Alibaba profit almost triplesComment on this story
New York - Alibaba Group Holding’s profit almost tripled in the past year as sales at China’s largest e-commerce company jumped with shopping promotions and new acquisitions bolstering mobile services.
Alibaba’s first revision to its initial public offering prospectus showed net income rose to about 23.1 billion yuan ($3.7 billion) in the year ended March 31, compared with 8.4 billion yuan a year earlier.
Revenue rose 52 percent to 52.5 billion yuan, with much of that gain coming in the quarter that ended in December which included a promotion day that drove sales at Alibaba’s retail marketplaces.
The company’s filing today also names the 27 members of Alibaba’s partnership, key to its unique corporate governance structure.
Investors have been awaiting these additional details as they weigh whether or not to buy shares in Alibaba’s IPO -- which could be the largest ever in the US.
“The growth and margins story are the huge tailwinds for this company coming to the market,” said Max Wolff, chief economist at Citizen.vc, New York-based venture capital fund.
The amendments come after the US Securities and Exchange Commission’s 30-day window from the original filing to provide comments to the company.
Communications between the regulator and the company will continue and remain confidential until after the IPO.
Alibaba’s revenue growth slowed in the fourth quarter of 2014, with sales increasing 40 percent to $1.9 billion, compared with growth of 71 percent in the same period last year, data compiled by Bloomberg show.
The three months through March generally contribute the smallest portion of Alibaba’s annual revenue, due to a lower allocation of online marketing budgets by sellers and the beginning of the Chinese New Year, according to the filing.

Required task 1: Pick out each line of the listing below that contains the word "yacht", matching its capitalization exactly, and copy those lines.
Required task 2: Extend the Alibaba profit article above, picking up right after its last sentence.

(Data records)
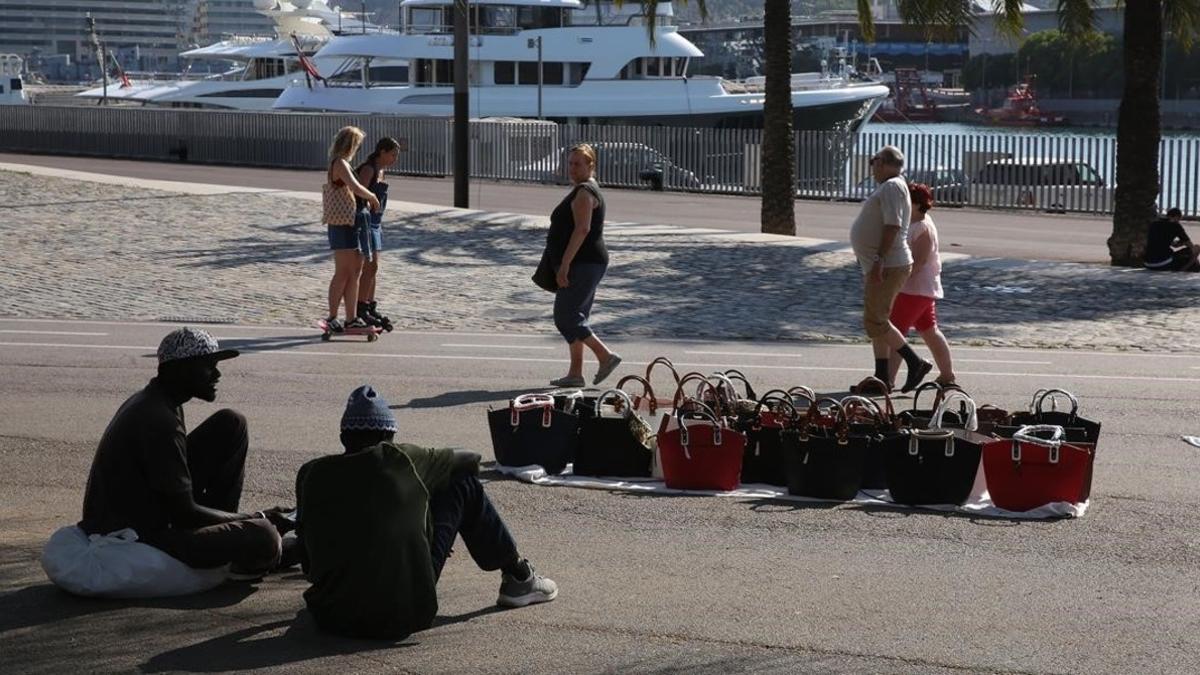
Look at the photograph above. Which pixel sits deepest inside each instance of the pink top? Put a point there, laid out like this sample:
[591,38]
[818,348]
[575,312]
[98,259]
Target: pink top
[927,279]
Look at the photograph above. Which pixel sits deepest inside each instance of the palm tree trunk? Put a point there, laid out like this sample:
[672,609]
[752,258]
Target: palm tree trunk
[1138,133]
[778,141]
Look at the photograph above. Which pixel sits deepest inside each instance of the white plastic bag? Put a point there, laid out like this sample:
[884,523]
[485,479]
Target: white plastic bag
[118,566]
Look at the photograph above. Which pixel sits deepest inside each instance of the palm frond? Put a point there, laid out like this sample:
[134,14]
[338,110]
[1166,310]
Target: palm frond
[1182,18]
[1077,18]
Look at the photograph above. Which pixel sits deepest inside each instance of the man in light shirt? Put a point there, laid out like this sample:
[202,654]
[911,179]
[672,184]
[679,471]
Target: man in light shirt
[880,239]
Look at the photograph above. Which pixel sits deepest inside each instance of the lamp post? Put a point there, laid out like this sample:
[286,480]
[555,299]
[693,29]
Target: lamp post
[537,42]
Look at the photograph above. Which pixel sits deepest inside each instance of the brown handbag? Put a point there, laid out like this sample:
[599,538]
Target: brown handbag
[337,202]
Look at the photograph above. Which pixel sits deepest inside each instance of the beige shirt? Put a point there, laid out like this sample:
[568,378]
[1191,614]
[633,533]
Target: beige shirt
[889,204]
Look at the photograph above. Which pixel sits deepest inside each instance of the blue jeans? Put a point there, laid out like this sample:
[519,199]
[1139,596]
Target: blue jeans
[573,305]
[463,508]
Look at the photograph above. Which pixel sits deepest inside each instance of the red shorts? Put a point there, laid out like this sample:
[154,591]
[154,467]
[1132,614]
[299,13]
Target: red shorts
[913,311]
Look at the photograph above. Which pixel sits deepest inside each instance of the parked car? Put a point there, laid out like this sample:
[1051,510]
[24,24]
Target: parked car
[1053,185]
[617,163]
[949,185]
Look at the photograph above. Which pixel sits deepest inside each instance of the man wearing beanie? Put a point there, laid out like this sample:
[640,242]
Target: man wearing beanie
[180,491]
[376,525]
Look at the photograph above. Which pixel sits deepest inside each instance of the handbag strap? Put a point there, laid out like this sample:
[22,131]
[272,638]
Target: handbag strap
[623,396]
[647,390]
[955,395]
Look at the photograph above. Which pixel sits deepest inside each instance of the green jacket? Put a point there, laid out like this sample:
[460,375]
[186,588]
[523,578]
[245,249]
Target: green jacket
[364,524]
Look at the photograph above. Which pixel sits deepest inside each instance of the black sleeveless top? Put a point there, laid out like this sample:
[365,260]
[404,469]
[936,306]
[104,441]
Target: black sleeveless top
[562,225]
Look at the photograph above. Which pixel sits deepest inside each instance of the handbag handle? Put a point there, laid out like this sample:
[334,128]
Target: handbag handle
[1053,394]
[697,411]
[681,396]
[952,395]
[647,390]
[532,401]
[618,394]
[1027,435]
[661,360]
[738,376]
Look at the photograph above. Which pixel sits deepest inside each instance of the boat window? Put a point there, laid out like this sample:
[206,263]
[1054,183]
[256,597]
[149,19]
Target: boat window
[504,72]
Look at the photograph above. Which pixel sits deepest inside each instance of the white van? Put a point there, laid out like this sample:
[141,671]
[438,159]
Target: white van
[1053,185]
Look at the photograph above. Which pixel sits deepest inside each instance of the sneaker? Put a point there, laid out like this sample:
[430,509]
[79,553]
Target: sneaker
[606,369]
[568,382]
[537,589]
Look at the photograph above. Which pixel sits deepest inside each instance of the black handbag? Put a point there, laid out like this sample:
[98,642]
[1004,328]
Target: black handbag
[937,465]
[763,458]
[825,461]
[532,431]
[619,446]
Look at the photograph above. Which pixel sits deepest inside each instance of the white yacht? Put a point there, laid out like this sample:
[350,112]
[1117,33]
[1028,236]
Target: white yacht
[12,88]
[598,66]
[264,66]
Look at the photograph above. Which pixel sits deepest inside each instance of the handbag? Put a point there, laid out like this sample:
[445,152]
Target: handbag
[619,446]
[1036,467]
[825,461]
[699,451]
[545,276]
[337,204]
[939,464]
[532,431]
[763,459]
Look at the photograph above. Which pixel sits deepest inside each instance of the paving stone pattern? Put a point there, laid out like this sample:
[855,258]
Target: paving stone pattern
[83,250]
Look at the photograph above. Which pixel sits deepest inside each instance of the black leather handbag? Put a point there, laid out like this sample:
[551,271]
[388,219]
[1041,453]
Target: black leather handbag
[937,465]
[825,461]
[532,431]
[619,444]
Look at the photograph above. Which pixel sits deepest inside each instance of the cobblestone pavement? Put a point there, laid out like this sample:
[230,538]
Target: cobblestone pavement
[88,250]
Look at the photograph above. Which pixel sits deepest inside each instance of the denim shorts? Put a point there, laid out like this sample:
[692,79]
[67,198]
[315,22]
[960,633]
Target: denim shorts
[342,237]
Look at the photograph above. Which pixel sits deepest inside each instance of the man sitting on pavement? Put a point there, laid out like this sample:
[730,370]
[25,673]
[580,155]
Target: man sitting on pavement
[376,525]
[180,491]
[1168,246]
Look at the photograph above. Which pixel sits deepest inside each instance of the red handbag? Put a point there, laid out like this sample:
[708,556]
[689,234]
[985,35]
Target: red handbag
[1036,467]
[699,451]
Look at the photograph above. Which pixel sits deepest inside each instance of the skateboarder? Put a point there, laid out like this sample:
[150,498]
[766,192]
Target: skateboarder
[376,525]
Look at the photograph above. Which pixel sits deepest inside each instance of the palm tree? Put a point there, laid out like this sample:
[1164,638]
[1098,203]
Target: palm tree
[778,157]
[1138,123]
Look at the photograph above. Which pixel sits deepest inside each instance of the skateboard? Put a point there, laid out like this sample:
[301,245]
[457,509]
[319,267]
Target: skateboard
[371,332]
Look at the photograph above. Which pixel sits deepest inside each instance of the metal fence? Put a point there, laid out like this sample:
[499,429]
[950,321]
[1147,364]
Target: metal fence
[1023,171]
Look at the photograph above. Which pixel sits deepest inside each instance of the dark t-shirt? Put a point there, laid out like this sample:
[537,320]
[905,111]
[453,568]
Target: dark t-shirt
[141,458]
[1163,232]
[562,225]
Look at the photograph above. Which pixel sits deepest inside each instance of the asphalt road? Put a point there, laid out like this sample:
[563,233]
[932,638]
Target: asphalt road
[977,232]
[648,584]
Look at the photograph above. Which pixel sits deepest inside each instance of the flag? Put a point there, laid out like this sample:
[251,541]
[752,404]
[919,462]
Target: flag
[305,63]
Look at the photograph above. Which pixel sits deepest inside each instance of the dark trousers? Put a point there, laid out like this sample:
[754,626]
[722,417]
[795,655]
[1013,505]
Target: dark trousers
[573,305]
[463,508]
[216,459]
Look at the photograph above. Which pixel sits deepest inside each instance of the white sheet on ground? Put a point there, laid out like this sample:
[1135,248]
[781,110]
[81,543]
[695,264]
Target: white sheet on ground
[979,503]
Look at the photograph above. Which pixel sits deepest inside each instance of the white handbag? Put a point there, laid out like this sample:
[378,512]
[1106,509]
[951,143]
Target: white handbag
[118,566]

Final result 1:
Look at the photograph above. Which pixel sits deepest inside each instance of the white yacht? Put a point there, laid out like this sample:
Target: white yacht

Final result 2:
The company’s retail marketplaces -- Taobao Marketplace, Tmall and Juhuasuan -- accounted for 82 percent of revenue, the filing showed.
Virtual shopping centre Tmall.com’s gross merchandise volume doubled during the financial year to $81 billion while volume at Taobao Marketplace, which enables individuals and small businesses to sell products, rose 42 percent to $189 billion.
The company’s sales on “Singles Day,” a sales-promotion day on Nov. 11 last year, helped boost transactions on Taobao Marketplace and Tmall to 35 billion yuan in a 24-hour period.
Alibaba has a value of $168 billion, according to analysts’ average estimate. While the valuation may change with the updated financials, it indicates a price of 45 times the latest year’s earnings, data compiled by Bloomberg show.
Ten Chinese Internet and technology companies listed in the US for which data is available, including Baidu and Sina, trade at a median of 39 times historic earnings, data compiled by Bloomberg show.
The new filing didn’t answer all of investors’ questions, however.
Alibaba’s choice of a listing venue -- the New York Stock Exchange or Nasdaq Stock Market -- has not yet been identified.
Alibaba’s partners will be able to nominate a majority of Alibaba’s board. Nine out of the 27 partners are female, the filing showed.
The partnership committee -- responsible for administering partner elections and allocating the bonus pool -- consists for five people: founder Jack Ma, executive vice chairman Joseph Tsai, chief executive Jonathan Lu, chief people officer Lucy Peng and vice president of strategy Ming Zeng.
Among those in the 27-member partnership are six executives of Alibaba’s financial services affiliate, Small and Micro Financial Services Company.
Ma owns 46 percent of the financial arm, the parent of Alibaba’s Alipay payment affiliate, according to the filing.
The company is in talks to regain a stake in Alipay, a person familiar with the matter said last month.
Alibaba acquired the rest of UCWeb last week and integrated it into the company as a business unit.
The company named Yahoo! co-founder Jerry Yang and Tung Chee-hwa, the former chief executive of Hong Kong, as independent directors.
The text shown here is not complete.